A word-for-word copy of the entries, with images excluded, is the expected answer.

Stored data entries
- - - -

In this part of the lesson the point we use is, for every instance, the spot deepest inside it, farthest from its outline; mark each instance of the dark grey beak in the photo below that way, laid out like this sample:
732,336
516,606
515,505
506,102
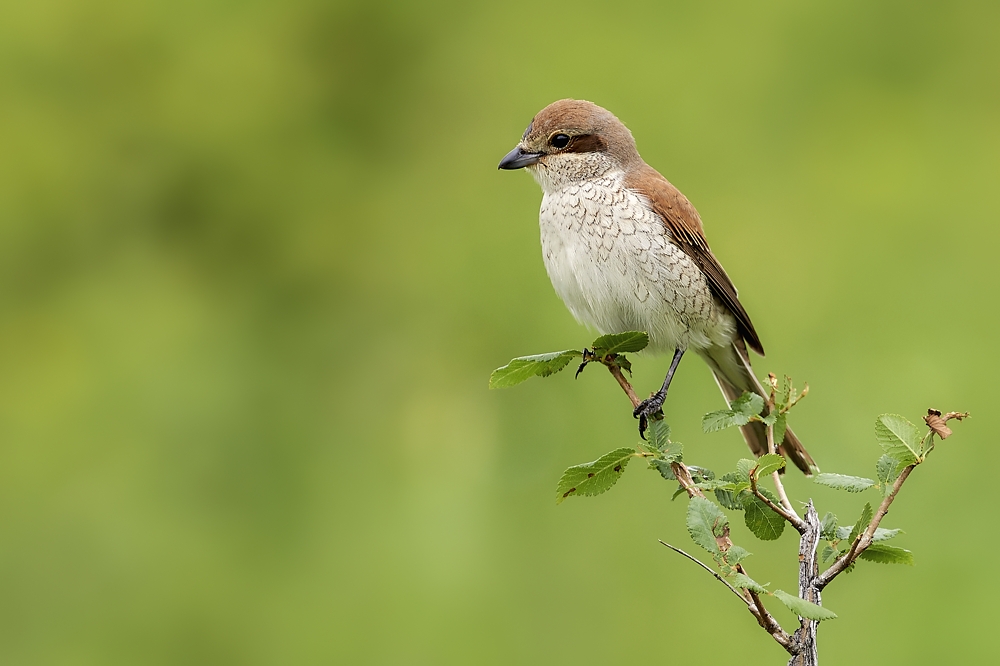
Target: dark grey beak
517,159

- - - -

### ANSWER SPACE
In this part of the lesson the point we use is, for every instance, the spot deepest inside it, farthest from its outline; mark each instance of the dark grey beak in the photo below that way, laid out like this sample:
732,336
516,606
515,505
506,102
Target: dark grey beak
517,159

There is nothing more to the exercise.